:: TO DO ::
Nothing in the entries may be dropped: restate them word for word.

START INPUT FOR THIS TASK

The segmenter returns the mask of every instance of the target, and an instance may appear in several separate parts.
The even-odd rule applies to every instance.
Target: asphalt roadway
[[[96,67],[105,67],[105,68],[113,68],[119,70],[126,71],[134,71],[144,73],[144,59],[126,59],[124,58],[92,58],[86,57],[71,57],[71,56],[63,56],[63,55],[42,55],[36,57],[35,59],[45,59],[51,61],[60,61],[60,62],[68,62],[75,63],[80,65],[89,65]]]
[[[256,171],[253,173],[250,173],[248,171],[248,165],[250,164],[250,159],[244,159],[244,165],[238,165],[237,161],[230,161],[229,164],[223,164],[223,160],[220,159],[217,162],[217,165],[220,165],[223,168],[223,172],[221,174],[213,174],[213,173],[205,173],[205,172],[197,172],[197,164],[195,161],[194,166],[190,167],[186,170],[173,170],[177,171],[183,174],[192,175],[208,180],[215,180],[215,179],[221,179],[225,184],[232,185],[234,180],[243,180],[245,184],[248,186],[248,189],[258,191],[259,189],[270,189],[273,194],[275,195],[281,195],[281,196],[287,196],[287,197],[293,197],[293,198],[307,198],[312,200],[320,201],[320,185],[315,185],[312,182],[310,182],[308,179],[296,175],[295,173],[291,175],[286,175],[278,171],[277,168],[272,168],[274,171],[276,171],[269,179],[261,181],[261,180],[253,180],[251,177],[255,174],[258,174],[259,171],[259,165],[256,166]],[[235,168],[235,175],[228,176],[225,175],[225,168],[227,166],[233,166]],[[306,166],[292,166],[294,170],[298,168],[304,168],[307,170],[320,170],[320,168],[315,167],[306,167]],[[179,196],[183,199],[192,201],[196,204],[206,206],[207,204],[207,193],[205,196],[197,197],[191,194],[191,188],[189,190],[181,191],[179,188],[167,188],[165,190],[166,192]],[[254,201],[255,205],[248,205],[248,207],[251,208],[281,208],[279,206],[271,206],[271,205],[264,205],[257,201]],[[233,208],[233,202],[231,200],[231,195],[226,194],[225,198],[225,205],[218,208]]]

END INPUT FOR THIS TASK

:: TASK OUTPUT ::
The segmenter returns the mask of every instance of the target, and an instance may appear in several separate parts.
The even-odd rule applies to every instance.
Target: asphalt roadway
[[[96,67],[105,67],[105,68],[113,68],[119,70],[126,71],[134,71],[144,73],[144,59],[126,59],[124,58],[92,58],[86,57],[71,57],[71,56],[63,56],[63,55],[42,55],[36,57],[35,59],[45,59],[51,61],[60,61],[60,62],[68,62],[75,63],[80,65],[89,65]]]
[[[256,171],[253,173],[250,173],[248,171],[248,165],[250,164],[250,159],[244,159],[244,165],[238,165],[237,161],[230,161],[229,164],[223,164],[223,160],[220,159],[217,162],[217,165],[220,165],[223,168],[223,172],[221,174],[213,174],[213,173],[205,173],[205,172],[197,172],[197,164],[195,161],[194,166],[190,167],[186,170],[173,170],[177,171],[183,174],[192,175],[208,180],[215,180],[215,179],[221,179],[225,184],[232,185],[234,180],[243,180],[245,184],[248,186],[248,189],[258,191],[259,189],[270,189],[273,194],[275,195],[281,195],[281,196],[287,196],[287,197],[293,197],[293,198],[307,198],[312,200],[320,201],[320,185],[315,185],[312,182],[310,182],[308,179],[296,175],[295,173],[291,175],[286,175],[278,171],[277,168],[272,168],[274,171],[276,171],[269,179],[261,181],[261,180],[253,180],[251,177],[255,174],[258,174],[259,171],[259,165],[256,166]],[[235,168],[235,175],[228,176],[225,175],[225,168],[227,166],[233,166]],[[306,166],[292,166],[294,170],[298,168],[304,168],[307,170],[320,170],[320,168],[315,167],[306,167]],[[179,196],[183,199],[192,201],[196,204],[206,206],[207,204],[207,193],[205,196],[197,197],[191,194],[191,188],[189,190],[181,191],[179,188],[167,188],[165,190],[166,192]],[[254,201],[255,205],[248,205],[248,207],[251,208],[281,208],[279,206],[271,206],[271,205],[264,205],[257,201]],[[233,208],[233,202],[231,200],[231,195],[226,194],[225,198],[225,205],[218,208]]]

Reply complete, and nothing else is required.